→ Try it
Once you reach the line containing "like [(711, 516)]." in the data below, restate each line word for word up to and including the one containing "like [(238, 681)].".

--- START ---

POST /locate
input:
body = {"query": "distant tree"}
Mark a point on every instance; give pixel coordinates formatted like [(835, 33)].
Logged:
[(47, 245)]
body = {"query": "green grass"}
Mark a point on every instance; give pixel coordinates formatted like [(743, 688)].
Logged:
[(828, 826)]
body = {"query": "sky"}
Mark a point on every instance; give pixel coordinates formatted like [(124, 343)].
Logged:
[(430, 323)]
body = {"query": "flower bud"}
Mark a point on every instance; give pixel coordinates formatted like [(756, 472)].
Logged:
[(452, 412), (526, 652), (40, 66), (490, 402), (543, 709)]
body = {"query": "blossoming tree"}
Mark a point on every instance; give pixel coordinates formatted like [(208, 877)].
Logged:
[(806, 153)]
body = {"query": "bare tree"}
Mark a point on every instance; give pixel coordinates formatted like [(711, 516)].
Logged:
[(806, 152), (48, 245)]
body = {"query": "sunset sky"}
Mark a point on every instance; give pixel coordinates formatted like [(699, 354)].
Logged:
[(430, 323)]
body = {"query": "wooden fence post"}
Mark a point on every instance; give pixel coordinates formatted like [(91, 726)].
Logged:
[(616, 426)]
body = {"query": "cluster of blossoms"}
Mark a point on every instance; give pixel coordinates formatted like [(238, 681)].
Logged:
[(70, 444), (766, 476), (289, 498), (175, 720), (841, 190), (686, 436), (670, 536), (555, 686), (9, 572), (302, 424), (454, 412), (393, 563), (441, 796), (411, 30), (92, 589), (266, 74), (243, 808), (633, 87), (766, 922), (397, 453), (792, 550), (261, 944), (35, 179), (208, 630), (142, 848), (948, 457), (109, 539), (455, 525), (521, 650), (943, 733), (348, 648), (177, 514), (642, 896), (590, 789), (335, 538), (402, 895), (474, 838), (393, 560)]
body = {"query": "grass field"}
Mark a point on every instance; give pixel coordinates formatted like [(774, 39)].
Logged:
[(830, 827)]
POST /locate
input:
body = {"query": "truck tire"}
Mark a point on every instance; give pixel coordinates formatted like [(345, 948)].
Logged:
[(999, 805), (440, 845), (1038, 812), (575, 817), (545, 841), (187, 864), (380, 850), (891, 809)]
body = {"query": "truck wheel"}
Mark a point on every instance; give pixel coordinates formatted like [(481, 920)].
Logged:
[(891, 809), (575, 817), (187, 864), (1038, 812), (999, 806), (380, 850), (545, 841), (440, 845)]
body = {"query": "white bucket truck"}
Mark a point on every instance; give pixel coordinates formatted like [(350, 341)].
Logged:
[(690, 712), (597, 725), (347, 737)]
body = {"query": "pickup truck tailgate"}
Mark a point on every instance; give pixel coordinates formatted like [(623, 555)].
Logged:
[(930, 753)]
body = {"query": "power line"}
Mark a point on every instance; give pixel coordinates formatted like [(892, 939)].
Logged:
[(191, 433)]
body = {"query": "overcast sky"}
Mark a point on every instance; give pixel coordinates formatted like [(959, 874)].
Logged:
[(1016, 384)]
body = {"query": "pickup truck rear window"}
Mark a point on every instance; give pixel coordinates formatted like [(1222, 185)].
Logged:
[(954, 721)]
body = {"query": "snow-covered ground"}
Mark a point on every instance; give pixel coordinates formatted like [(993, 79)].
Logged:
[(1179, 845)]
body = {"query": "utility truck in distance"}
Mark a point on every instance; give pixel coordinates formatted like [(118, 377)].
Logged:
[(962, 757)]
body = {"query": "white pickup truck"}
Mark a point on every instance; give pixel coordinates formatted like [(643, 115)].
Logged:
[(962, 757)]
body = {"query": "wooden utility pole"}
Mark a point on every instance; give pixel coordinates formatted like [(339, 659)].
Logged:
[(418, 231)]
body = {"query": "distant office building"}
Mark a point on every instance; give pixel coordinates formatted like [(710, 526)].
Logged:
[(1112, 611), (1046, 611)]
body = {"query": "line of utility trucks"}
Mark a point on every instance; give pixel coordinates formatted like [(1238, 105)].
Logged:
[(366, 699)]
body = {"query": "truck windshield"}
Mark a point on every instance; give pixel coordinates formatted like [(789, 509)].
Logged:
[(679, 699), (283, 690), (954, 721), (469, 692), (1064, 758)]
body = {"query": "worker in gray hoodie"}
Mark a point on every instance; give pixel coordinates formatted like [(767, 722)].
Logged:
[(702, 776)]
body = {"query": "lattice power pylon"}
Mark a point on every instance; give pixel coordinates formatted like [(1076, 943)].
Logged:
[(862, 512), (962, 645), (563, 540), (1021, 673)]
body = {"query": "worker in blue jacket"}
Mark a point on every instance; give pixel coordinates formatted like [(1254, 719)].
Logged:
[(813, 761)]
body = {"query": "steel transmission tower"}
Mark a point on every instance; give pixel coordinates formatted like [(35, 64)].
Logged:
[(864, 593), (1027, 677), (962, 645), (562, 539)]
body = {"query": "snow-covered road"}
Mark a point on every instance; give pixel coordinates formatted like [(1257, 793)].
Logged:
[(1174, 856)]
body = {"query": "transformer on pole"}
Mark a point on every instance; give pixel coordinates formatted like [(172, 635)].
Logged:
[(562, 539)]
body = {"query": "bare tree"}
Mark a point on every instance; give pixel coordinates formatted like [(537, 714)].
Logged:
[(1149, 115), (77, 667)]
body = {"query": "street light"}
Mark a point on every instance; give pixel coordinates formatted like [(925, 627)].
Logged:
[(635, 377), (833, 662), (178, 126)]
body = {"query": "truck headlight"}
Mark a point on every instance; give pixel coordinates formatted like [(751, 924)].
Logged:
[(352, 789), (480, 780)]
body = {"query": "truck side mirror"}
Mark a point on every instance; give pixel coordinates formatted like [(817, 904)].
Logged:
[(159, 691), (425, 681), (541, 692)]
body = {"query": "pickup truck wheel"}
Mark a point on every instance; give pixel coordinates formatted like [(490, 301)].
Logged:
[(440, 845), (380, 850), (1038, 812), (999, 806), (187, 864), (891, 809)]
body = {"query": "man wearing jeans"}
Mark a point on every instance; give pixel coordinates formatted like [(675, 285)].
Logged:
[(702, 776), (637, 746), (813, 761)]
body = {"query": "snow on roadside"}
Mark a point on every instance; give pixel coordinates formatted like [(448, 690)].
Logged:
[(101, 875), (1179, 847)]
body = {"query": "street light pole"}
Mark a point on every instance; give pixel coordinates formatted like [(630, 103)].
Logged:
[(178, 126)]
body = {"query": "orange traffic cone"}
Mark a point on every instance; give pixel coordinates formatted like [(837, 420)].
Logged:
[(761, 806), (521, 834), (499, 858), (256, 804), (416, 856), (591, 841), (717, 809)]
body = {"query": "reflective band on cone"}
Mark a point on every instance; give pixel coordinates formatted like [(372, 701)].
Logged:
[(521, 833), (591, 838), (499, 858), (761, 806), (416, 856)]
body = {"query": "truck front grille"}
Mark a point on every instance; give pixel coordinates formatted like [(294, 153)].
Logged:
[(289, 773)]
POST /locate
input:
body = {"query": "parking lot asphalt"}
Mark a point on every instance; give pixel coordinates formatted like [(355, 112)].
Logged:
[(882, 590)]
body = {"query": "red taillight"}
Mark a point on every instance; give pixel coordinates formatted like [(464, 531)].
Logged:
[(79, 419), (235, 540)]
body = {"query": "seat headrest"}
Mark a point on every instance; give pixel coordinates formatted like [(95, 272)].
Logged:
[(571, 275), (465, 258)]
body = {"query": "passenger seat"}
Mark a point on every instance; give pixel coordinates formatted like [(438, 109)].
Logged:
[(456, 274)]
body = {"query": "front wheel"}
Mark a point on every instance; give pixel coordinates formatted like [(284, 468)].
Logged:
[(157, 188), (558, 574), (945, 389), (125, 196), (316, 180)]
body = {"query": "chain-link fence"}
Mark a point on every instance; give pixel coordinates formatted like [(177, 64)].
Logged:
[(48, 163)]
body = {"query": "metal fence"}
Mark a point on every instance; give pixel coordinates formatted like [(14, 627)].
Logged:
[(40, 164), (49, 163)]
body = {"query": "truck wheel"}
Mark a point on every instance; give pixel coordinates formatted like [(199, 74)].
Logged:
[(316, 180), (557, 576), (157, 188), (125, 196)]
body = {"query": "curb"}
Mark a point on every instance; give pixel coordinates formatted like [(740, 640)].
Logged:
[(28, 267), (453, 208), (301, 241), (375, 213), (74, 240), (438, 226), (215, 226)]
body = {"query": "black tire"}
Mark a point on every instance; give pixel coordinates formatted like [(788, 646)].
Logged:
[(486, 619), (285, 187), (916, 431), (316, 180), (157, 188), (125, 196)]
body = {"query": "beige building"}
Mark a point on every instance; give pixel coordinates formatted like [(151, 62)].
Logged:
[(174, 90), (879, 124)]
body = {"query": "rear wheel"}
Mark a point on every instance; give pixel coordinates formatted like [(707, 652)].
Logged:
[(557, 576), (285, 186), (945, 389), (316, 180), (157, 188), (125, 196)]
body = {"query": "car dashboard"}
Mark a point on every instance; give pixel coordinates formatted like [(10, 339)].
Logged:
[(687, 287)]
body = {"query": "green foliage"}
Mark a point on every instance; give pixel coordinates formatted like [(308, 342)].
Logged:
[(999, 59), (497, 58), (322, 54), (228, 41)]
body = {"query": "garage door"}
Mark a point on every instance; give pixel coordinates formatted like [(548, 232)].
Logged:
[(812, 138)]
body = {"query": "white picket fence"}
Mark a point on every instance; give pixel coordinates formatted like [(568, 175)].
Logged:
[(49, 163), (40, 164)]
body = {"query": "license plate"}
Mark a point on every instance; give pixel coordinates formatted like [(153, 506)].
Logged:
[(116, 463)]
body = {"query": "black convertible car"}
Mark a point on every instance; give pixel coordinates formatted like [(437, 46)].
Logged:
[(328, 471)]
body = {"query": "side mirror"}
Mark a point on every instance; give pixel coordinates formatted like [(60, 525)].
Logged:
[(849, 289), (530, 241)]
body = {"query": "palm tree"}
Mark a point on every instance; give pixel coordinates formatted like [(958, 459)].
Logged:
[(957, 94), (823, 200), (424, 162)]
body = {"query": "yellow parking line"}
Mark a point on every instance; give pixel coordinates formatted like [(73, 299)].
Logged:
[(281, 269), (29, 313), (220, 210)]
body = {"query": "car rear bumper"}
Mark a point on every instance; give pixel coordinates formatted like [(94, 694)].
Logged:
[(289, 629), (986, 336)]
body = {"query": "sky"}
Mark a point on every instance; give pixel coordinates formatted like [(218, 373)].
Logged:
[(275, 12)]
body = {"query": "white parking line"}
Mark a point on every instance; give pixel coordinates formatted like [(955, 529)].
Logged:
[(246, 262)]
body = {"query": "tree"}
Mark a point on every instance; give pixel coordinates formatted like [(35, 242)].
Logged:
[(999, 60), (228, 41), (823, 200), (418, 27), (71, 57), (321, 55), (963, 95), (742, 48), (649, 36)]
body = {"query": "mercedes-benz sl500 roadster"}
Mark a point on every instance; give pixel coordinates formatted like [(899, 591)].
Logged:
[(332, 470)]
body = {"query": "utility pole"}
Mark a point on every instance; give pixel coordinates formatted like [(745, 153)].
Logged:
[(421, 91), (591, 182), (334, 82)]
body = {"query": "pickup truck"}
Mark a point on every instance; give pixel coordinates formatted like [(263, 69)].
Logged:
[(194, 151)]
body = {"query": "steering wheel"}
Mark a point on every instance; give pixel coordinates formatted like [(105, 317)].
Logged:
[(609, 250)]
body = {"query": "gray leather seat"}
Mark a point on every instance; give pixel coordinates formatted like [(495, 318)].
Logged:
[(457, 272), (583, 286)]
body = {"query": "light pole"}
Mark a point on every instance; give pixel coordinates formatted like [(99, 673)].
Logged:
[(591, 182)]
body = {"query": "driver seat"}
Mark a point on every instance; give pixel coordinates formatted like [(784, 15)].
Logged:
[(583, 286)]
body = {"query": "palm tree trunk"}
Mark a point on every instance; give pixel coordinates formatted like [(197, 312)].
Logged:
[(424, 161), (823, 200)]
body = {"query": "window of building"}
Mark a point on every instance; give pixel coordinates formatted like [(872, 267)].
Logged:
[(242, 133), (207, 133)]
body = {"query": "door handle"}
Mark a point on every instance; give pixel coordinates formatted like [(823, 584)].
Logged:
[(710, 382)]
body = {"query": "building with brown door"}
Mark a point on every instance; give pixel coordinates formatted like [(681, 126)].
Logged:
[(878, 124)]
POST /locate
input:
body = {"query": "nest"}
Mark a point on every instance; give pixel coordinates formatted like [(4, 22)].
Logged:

--- END ---

→ Response to the task
Mark a point on every instance; give pixel coordinates formatted like [(711, 516)].
Logged:
[(806, 152), (48, 245)]
body = {"query": "sunset sky"}
Mark a point on every instance; give pixel coordinates formatted like [(699, 354)].
Logged:
[(430, 323)]
body = {"query": "wooden fence post"}
Mark a point on every instance; give pixel coordinates formatted like [(91, 726)].
Logged:
[(616, 426)]
body = {"query": "cluster of blossoms"}
Mark a point on every instance; give pixel coordinates formatted like [(238, 681)].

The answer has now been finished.